- **GOAL OF THE EXERCISE**
Count the lines in the data below that contain the string "bike", matching case exactly. Reply with the number only.
☆ ☆ ☆ ☆
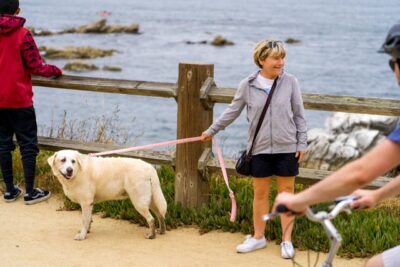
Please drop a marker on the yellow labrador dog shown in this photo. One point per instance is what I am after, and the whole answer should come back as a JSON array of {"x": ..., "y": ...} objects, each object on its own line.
[{"x": 87, "y": 180}]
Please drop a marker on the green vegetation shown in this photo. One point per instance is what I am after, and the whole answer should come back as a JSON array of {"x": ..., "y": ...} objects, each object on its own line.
[{"x": 364, "y": 233}]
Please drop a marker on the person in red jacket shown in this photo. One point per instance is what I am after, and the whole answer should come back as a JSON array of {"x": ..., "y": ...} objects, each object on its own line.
[{"x": 19, "y": 59}]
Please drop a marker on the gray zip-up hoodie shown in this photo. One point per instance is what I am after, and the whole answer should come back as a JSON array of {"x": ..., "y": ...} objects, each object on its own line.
[{"x": 284, "y": 128}]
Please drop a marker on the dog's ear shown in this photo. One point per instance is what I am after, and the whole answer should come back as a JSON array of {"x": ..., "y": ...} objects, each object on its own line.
[
  {"x": 80, "y": 159},
  {"x": 51, "y": 159}
]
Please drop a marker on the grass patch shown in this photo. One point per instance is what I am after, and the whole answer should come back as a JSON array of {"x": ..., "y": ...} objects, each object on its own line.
[{"x": 364, "y": 233}]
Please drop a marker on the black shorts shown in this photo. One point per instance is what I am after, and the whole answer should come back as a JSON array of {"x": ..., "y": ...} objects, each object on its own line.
[{"x": 266, "y": 165}]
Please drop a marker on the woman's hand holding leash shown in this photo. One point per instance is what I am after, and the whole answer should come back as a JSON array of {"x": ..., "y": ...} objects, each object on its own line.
[
  {"x": 205, "y": 137},
  {"x": 299, "y": 155}
]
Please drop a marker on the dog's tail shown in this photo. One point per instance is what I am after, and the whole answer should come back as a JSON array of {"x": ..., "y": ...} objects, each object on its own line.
[{"x": 157, "y": 194}]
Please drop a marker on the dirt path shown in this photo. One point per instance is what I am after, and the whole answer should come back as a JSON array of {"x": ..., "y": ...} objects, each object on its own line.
[{"x": 39, "y": 235}]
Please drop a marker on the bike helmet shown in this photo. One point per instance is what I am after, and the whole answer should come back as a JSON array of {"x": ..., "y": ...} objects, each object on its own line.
[{"x": 391, "y": 45}]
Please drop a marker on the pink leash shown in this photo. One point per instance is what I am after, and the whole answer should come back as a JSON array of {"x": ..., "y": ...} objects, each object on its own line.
[{"x": 176, "y": 142}]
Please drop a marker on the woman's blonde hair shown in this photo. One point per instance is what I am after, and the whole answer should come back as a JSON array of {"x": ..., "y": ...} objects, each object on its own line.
[{"x": 266, "y": 48}]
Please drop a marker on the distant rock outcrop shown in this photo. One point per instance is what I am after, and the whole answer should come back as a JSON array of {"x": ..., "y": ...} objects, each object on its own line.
[
  {"x": 71, "y": 52},
  {"x": 219, "y": 40},
  {"x": 291, "y": 40},
  {"x": 346, "y": 137},
  {"x": 101, "y": 26}
]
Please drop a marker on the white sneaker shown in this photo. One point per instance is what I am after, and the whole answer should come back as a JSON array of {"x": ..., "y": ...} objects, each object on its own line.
[
  {"x": 251, "y": 244},
  {"x": 287, "y": 250}
]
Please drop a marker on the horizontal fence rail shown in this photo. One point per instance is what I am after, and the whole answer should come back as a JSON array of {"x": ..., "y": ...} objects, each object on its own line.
[
  {"x": 196, "y": 93},
  {"x": 306, "y": 176},
  {"x": 352, "y": 104}
]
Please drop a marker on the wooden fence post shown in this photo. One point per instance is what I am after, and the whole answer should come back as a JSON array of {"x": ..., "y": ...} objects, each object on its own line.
[{"x": 191, "y": 188}]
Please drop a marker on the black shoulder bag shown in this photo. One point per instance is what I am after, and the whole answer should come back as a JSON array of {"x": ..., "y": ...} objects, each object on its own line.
[{"x": 243, "y": 164}]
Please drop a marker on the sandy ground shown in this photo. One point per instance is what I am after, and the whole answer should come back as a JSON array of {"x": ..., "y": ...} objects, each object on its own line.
[{"x": 40, "y": 235}]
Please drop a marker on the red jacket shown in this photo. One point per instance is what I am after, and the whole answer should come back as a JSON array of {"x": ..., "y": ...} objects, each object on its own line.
[{"x": 19, "y": 58}]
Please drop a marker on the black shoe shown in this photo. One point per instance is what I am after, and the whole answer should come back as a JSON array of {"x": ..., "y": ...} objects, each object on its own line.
[
  {"x": 37, "y": 195},
  {"x": 12, "y": 196}
]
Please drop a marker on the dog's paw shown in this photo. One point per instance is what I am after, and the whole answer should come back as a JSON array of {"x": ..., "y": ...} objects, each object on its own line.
[
  {"x": 150, "y": 235},
  {"x": 80, "y": 237},
  {"x": 161, "y": 231}
]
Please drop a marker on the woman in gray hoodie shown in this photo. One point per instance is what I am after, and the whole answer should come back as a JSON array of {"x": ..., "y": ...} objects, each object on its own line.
[{"x": 280, "y": 142}]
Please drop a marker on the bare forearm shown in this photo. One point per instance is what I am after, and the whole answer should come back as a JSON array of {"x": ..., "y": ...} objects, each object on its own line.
[
  {"x": 389, "y": 190},
  {"x": 354, "y": 175}
]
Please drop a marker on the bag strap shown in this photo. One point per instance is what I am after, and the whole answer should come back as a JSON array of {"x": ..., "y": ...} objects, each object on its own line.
[{"x": 263, "y": 115}]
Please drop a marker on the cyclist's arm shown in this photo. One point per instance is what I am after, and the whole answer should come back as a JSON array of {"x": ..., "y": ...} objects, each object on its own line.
[
  {"x": 390, "y": 189},
  {"x": 352, "y": 176}
]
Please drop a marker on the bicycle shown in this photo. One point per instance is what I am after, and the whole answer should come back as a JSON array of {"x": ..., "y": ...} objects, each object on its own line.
[{"x": 324, "y": 218}]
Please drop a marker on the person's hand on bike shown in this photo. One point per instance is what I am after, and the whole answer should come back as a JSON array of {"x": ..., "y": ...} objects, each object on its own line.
[
  {"x": 299, "y": 155},
  {"x": 368, "y": 199},
  {"x": 205, "y": 137},
  {"x": 291, "y": 201}
]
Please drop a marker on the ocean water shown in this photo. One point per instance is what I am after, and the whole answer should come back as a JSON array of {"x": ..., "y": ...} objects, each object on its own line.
[{"x": 337, "y": 54}]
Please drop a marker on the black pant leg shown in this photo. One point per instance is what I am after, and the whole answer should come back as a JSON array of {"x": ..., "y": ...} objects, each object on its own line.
[
  {"x": 26, "y": 132},
  {"x": 6, "y": 146}
]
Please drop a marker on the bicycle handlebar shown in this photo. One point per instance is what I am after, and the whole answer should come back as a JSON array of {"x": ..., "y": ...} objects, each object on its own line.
[
  {"x": 324, "y": 218},
  {"x": 342, "y": 203}
]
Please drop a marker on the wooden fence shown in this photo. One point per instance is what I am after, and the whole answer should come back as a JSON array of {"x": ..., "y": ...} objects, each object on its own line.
[{"x": 195, "y": 94}]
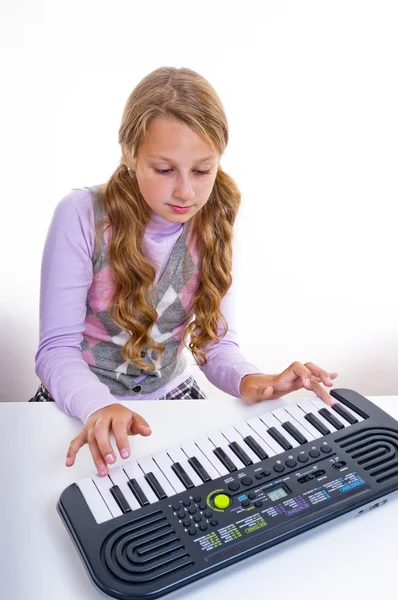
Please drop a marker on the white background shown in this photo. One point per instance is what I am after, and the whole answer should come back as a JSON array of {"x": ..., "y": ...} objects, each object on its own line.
[{"x": 311, "y": 94}]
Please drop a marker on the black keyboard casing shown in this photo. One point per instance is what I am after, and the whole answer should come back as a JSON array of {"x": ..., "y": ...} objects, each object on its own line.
[{"x": 149, "y": 552}]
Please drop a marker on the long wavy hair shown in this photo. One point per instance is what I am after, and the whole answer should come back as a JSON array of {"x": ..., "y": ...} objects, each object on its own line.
[{"x": 184, "y": 95}]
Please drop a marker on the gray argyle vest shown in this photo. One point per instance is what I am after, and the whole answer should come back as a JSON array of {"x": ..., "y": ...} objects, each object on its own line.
[{"x": 172, "y": 298}]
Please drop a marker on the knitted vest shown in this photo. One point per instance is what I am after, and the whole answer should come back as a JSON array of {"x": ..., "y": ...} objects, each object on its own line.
[{"x": 172, "y": 298}]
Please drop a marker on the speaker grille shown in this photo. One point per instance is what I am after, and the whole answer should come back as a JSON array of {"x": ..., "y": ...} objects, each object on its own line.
[
  {"x": 375, "y": 450},
  {"x": 144, "y": 550}
]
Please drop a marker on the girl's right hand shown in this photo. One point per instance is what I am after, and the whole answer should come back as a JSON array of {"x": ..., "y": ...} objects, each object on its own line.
[{"x": 116, "y": 419}]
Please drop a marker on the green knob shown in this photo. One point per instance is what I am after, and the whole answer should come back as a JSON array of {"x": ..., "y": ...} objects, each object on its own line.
[{"x": 221, "y": 501}]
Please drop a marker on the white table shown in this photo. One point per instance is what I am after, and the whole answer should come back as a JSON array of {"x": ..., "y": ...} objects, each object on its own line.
[{"x": 353, "y": 559}]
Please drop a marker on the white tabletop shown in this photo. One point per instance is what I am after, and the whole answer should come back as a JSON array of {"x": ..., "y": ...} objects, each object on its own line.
[{"x": 38, "y": 561}]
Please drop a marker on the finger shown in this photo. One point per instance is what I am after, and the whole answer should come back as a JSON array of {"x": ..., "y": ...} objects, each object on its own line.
[
  {"x": 120, "y": 429},
  {"x": 101, "y": 434},
  {"x": 325, "y": 377},
  {"x": 98, "y": 458},
  {"x": 138, "y": 425},
  {"x": 75, "y": 446},
  {"x": 322, "y": 393},
  {"x": 267, "y": 393},
  {"x": 299, "y": 370}
]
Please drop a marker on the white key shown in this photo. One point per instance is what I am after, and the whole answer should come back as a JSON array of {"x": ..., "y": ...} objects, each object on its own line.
[
  {"x": 134, "y": 471},
  {"x": 261, "y": 429},
  {"x": 103, "y": 484},
  {"x": 177, "y": 455},
  {"x": 283, "y": 416},
  {"x": 244, "y": 430},
  {"x": 220, "y": 441},
  {"x": 164, "y": 463},
  {"x": 149, "y": 466},
  {"x": 294, "y": 411},
  {"x": 205, "y": 445},
  {"x": 308, "y": 407},
  {"x": 95, "y": 501},
  {"x": 119, "y": 478},
  {"x": 318, "y": 403},
  {"x": 233, "y": 436},
  {"x": 191, "y": 450},
  {"x": 269, "y": 420}
]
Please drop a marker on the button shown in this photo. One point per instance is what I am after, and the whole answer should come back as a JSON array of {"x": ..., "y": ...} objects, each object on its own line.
[
  {"x": 302, "y": 458},
  {"x": 278, "y": 468},
  {"x": 246, "y": 481},
  {"x": 221, "y": 501},
  {"x": 233, "y": 486},
  {"x": 314, "y": 453}
]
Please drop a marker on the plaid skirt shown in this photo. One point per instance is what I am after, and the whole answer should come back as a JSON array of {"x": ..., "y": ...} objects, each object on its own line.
[{"x": 187, "y": 390}]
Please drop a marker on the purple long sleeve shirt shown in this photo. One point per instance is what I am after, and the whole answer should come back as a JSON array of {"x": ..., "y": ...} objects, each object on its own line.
[{"x": 66, "y": 276}]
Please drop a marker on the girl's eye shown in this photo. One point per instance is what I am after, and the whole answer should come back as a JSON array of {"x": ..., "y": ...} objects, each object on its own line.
[{"x": 165, "y": 171}]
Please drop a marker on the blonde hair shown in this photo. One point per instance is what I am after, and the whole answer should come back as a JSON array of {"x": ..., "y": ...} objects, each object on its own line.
[{"x": 184, "y": 95}]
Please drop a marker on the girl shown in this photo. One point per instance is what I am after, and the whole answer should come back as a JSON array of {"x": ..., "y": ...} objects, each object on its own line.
[{"x": 134, "y": 267}]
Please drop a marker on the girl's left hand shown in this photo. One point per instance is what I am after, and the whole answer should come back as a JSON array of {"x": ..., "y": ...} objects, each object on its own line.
[{"x": 257, "y": 387}]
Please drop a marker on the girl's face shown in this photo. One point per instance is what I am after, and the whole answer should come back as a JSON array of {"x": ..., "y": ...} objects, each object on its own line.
[{"x": 175, "y": 169}]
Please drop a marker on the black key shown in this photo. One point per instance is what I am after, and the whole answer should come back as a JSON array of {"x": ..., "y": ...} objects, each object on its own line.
[
  {"x": 137, "y": 491},
  {"x": 316, "y": 423},
  {"x": 199, "y": 469},
  {"x": 240, "y": 453},
  {"x": 345, "y": 414},
  {"x": 331, "y": 418},
  {"x": 226, "y": 461},
  {"x": 255, "y": 446},
  {"x": 294, "y": 432},
  {"x": 120, "y": 499},
  {"x": 182, "y": 475},
  {"x": 155, "y": 485},
  {"x": 278, "y": 437}
]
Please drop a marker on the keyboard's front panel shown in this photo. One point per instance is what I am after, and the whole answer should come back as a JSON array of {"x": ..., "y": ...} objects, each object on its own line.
[{"x": 169, "y": 518}]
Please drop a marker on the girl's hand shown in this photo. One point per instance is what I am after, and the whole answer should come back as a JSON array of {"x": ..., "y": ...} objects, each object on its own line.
[
  {"x": 119, "y": 420},
  {"x": 257, "y": 387}
]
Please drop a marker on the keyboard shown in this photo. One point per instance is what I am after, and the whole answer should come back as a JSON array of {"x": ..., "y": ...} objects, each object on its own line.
[{"x": 159, "y": 523}]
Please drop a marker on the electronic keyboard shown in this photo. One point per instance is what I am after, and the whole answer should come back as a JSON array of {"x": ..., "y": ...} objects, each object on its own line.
[{"x": 156, "y": 524}]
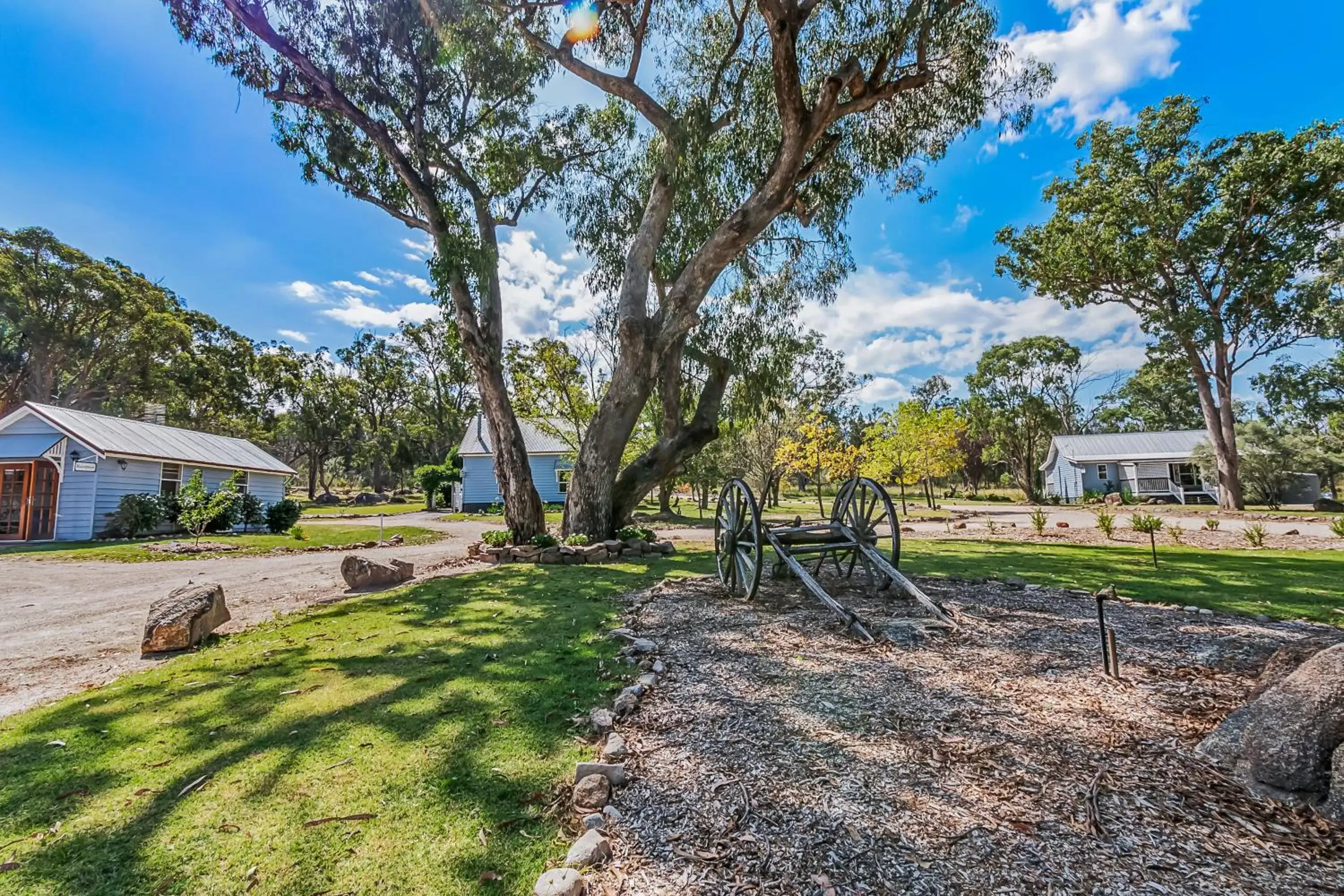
☆ ☆ ☆ ☆
- **PROBLEM SOLUTION**
2